◆ Stored records:
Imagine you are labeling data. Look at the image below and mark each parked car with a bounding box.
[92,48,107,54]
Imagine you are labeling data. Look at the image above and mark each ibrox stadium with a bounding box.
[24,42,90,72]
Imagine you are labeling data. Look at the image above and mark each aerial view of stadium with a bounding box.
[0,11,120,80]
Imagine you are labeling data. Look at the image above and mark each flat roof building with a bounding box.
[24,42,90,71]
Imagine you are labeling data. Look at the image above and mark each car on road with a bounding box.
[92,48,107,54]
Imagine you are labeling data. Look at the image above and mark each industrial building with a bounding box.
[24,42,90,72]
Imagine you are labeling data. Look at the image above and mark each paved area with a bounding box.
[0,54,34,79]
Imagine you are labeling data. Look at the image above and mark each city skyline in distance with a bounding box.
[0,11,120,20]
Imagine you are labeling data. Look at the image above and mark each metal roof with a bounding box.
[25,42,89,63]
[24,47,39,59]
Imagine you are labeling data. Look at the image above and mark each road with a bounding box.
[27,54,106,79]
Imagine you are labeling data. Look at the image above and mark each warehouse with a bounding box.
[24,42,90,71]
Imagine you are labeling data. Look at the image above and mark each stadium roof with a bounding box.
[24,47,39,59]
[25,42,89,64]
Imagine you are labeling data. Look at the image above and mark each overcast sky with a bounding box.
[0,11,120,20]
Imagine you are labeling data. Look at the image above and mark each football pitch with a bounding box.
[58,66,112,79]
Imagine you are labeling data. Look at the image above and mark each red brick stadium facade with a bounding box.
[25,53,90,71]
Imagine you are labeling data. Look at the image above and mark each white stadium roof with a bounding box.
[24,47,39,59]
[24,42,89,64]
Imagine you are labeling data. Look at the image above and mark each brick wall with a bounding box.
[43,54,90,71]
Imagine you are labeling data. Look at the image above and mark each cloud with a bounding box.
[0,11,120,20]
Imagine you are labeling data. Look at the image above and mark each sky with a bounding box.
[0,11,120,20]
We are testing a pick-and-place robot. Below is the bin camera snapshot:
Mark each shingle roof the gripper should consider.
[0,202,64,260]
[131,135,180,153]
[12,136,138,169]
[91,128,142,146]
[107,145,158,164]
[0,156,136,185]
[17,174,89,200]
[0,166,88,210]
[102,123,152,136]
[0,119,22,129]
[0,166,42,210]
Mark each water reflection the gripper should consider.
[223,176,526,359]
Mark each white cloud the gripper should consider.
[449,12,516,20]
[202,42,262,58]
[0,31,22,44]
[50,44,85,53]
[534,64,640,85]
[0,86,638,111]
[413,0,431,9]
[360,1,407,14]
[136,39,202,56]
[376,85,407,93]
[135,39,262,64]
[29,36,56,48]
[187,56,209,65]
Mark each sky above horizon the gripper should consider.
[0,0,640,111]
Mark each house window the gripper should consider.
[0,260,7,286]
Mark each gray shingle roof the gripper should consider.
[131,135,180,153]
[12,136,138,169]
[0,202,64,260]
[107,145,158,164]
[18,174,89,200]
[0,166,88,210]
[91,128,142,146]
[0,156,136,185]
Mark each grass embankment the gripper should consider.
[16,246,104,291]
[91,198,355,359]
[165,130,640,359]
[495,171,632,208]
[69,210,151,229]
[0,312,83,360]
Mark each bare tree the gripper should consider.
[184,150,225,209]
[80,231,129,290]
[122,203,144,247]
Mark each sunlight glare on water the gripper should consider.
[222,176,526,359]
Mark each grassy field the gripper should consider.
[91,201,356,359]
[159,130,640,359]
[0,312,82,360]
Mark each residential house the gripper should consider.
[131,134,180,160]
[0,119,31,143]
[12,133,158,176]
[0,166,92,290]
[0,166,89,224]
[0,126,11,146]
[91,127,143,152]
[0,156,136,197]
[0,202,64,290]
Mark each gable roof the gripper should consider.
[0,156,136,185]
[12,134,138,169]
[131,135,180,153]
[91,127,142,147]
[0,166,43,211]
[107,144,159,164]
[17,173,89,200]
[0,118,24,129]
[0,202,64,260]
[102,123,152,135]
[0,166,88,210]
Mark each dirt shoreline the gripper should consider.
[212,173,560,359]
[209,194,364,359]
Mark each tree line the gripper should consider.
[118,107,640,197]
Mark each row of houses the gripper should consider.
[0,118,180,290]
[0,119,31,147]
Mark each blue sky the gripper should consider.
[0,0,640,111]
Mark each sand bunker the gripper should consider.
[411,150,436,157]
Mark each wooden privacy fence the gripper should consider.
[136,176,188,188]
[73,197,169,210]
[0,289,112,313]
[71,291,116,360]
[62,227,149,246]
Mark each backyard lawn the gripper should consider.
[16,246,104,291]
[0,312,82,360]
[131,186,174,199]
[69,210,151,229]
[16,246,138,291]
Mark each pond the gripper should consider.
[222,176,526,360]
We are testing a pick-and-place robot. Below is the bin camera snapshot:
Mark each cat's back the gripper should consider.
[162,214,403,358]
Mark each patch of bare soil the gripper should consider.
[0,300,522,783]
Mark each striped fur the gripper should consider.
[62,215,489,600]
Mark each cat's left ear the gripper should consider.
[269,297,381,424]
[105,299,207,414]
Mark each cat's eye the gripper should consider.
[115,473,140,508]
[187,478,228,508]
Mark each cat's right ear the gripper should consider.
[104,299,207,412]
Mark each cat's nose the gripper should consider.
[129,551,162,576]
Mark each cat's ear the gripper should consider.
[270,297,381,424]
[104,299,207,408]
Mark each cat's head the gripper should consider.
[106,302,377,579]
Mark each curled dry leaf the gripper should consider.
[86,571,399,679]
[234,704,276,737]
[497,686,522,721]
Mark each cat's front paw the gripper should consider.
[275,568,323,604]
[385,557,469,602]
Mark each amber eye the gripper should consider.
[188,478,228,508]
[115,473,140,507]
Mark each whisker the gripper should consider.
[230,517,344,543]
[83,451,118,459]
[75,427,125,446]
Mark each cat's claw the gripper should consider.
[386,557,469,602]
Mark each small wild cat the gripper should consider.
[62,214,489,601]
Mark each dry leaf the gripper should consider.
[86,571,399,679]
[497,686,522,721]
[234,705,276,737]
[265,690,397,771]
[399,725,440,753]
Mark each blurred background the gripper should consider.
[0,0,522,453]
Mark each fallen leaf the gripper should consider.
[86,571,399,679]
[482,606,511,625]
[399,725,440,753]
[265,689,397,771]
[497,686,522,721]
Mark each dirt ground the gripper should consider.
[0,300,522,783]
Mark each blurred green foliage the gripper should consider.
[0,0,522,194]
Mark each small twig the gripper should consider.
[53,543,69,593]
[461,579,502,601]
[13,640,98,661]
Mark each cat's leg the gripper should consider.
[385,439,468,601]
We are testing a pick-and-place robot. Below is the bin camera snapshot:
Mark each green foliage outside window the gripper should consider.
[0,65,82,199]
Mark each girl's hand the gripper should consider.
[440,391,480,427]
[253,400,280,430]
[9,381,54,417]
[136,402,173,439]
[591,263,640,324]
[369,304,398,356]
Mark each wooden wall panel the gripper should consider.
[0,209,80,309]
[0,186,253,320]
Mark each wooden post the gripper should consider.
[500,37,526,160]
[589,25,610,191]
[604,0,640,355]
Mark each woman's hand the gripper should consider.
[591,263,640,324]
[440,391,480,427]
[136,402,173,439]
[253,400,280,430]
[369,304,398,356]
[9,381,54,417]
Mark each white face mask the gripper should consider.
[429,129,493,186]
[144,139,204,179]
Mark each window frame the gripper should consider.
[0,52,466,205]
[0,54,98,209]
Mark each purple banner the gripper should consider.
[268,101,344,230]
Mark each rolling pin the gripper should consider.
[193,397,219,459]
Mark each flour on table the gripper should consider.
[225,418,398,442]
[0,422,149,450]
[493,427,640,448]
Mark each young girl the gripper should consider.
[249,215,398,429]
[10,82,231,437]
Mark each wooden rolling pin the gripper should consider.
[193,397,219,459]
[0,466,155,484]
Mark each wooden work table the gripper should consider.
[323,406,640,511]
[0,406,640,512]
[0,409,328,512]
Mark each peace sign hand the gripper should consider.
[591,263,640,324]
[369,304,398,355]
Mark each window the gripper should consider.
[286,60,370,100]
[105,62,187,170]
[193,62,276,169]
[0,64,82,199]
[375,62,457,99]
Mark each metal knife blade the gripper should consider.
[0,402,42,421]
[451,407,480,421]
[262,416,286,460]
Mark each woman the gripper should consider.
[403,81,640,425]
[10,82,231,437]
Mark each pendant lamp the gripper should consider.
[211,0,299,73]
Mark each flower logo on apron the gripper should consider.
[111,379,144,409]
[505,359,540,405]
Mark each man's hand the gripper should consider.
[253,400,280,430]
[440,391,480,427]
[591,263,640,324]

◆ The task: Rewrite the records starting at the line that contains "Mark each sand" and ending at the line that contains "[187,478,228,508]" as a two-column CSV with the columns request and answer, one row per request. Put each field in double quotes and replace any line breaks inside a field with spaces.

◆ Worked solution:
request,answer
"Mark each sand bunker the gripper should consider.","[411,150,436,157]"
"Mark each wooden privacy fence the gripper should consider.","[136,176,188,188] [73,197,169,210] [0,289,112,313] [71,291,116,360] [62,227,149,246]"
"Mark each backyard lawn the gripper should consider.","[16,246,104,291] [0,312,82,360] [131,186,174,199] [69,210,151,229] [16,246,138,291]"
"Mark each pond the gripper should consider.","[222,176,526,360]"
"We are testing a pick-and-place robot. Below is the bin camera snapshot: Mark each cat's back the gripper should consider.","[162,214,403,358]"
"Mark each patch of bare soil the gripper should consider.","[0,300,522,783]"
"Mark each striped fur the gripper should consider.","[62,215,489,600]"
"Mark each cat's left ear the gripper should consider.","[269,297,381,424] [105,299,207,414]"
"Mark each cat's eye the gripper should consider.","[115,473,140,508] [187,478,228,508]"